Text shown —
This is an archive of the discontinued LLVM Phabricator instance.

Fix return sequence on armv4 thumb
ClosedPublic

Authored by jroelofs on Jul 31 2014, 3:51 PM.

Details

Diff Detail

Event Timeline

jroelofs updated this revision to Diff 12088.Jul 31 2014, 3:51 PM
jroelofs retitled this revision from to Fix return sequence on armv4 thumb.
jroelofs updated this object.
jroelofs edited the test plan for this revision. (Show Details)
jroelofs added a reviewer: t.p.northover.
jroelofs set the repository for this revision to rL LLVM.
jroelofs added a project: deleted.
jroelofs added a subscriber: Unknown Object (MLST).

Hi Jon,

See my comments inline.

Also, please add some tests with ARMv4T and ARMv5T variants, checking for their specific returns, using FileCheck.

Thanks!
--renato

llvm/lib/Target/ARM/Thumb1FrameLowering.cpp
474 ↗(On Diff #12088)

Since you're already creating a new boolean, why not make it IsV4TReturn and set it inside the conditional below, so that your special lowering only checks for a flag and not a bunch of them.

475 ↗(On Diff #12088)

A comment here hinting at the block you just added below would be nice. Something like:

// ARMv4T requires BX, see below
495 ↗(On Diff #12088)

This is probably going to create two POPs. I think a better way would be to detect the LR in the loop above and change it from PC to R3 and just add the BX magic here. It should be safe to assume R3 is fine, but you can add a check if you want.

rengolin removed a subscriber: rengolin.
t.p.northover edited edge metadata.Aug 1 2014, 4:40 AM

Hi Jon,

I had a bit of a think about the liveness thing I mentioned. I think it's mostly OK, but there is one issue.

Cheers.

Tim.

llvm/lib/Target/ARM/Thumb1FrameLowering.cpp
502–503 ↗(On Diff #12088)

I think R3 is potentially reserved for a return value. E.g.

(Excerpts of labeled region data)
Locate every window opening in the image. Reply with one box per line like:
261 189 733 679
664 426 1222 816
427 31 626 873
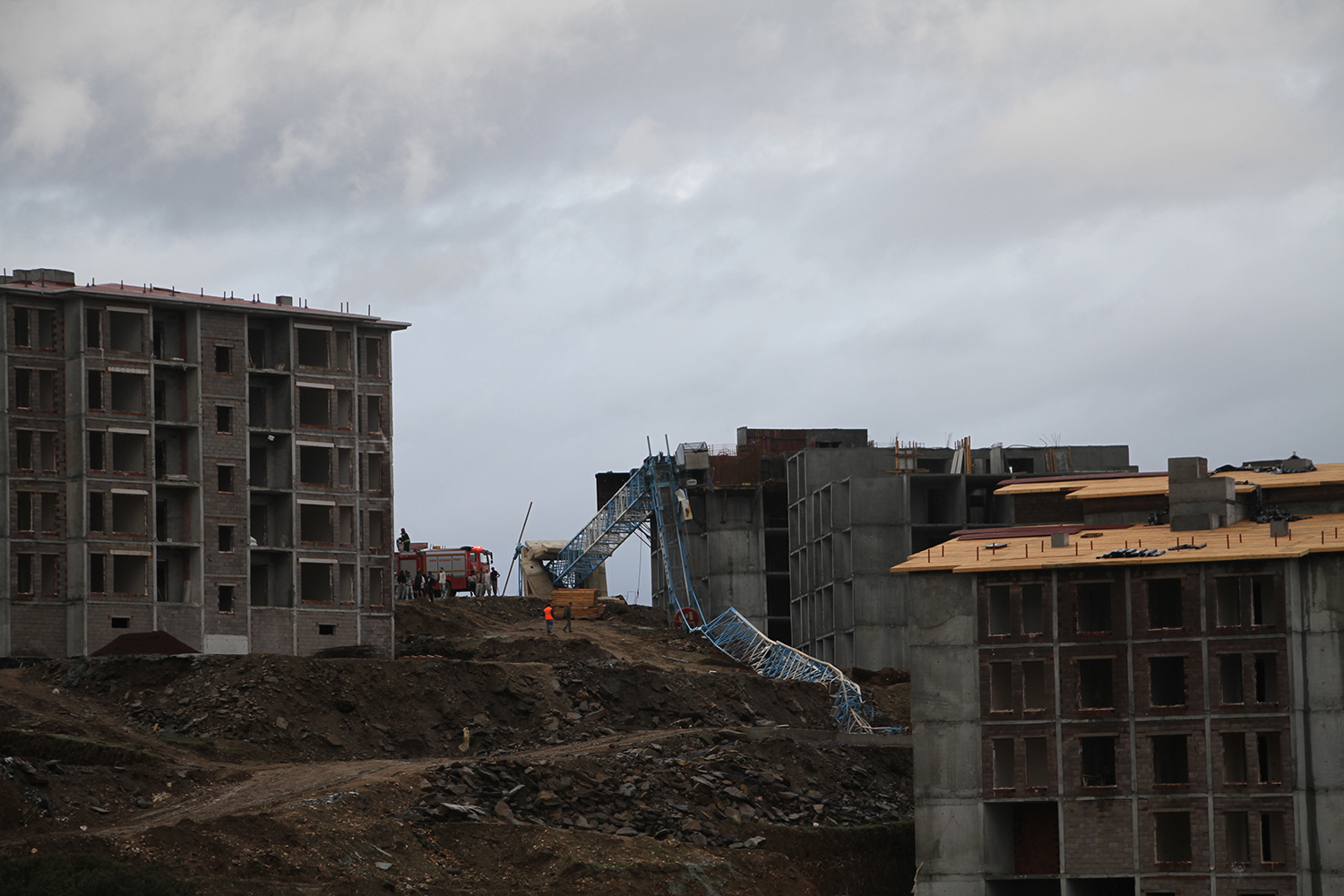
112 492 148 531
368 567 387 606
333 331 351 371
1223 812 1252 866
1078 659 1115 710
1261 812 1285 866
108 312 144 353
336 390 355 430
1255 653 1279 702
989 662 1013 712
368 452 384 492
1078 582 1110 634
989 737 1018 790
298 504 333 544
13 430 35 470
336 449 355 487
1252 575 1276 629
368 511 384 551
1021 659 1046 710
298 385 332 427
38 309 56 349
38 371 56 411
13 554 35 594
85 371 102 411
363 336 382 376
89 433 107 470
298 563 332 603
39 492 56 535
15 492 32 532
989 584 1012 635
1255 731 1284 785
1223 731 1246 785
1148 657 1185 707
1214 578 1242 629
1152 735 1190 785
1078 737 1116 788
1153 812 1193 866
112 433 145 473
112 554 150 595
89 492 104 532
13 307 32 348
1023 737 1050 788
89 554 108 594
13 366 32 409
1218 653 1246 704
365 395 383 433
1021 584 1046 634
298 444 332 485
247 329 266 368
1148 579 1182 629
295 328 328 366
38 433 56 473
112 374 145 414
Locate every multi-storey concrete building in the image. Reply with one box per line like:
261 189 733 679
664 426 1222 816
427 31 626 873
0 269 406 657
892 458 1344 896
650 427 1133 668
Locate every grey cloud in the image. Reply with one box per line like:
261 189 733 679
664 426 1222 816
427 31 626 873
0 0 1344 599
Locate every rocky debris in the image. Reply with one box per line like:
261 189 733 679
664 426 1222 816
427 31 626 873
398 732 911 849
34 652 860 759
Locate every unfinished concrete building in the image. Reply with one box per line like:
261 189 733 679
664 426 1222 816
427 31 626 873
652 427 1133 668
892 458 1344 896
0 269 406 657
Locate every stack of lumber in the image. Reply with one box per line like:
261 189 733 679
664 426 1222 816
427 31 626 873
551 589 607 619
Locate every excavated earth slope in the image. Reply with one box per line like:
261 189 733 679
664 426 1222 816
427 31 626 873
0 598 913 896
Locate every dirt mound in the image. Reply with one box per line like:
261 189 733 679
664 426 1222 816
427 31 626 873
31 652 831 759
400 735 911 849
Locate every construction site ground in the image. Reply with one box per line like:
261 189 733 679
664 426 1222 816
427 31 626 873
0 597 914 896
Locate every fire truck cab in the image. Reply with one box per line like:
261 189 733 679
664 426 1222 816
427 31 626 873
397 541 495 597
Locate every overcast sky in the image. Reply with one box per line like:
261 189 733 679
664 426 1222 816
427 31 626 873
0 0 1344 599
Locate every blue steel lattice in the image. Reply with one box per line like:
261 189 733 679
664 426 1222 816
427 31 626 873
546 454 892 732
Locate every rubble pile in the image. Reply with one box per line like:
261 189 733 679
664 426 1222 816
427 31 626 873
39 652 860 761
398 731 911 849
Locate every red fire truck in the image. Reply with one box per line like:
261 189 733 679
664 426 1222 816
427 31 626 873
397 541 495 597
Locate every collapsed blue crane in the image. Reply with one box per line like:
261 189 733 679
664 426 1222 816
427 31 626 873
546 452 882 732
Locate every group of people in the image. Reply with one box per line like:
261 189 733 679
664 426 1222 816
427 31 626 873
397 567 500 602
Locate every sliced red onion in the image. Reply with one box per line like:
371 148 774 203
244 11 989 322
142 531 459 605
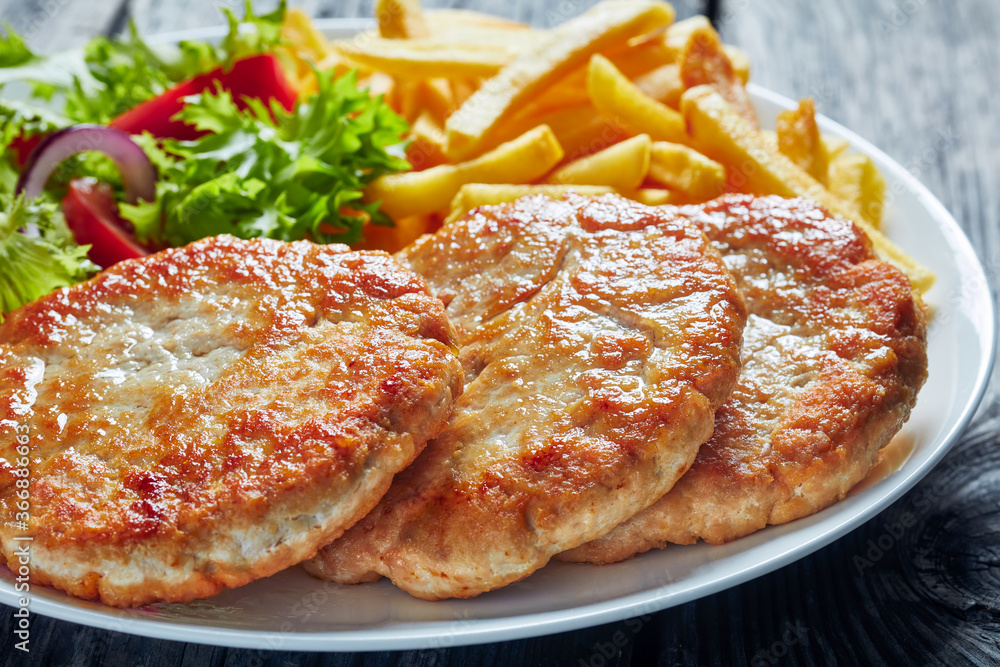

Written instruction — Edit the code review thread starting with "jroelofs added a reviewer: t.p.northover." and going on through "my comments inline.", putting "remarks" in place of "comments". The records are separate material and have no connection to the code review thread.

Solved problem —
jroelofs added a reviewer: t.p.northover.
jroelofs set the repository for this revision to rL LLVM.
jroelofs added a project: deleted.
jroelofs added a subscriber: Unknown Object (MLST).

Hi Jon,

See my remarks inline.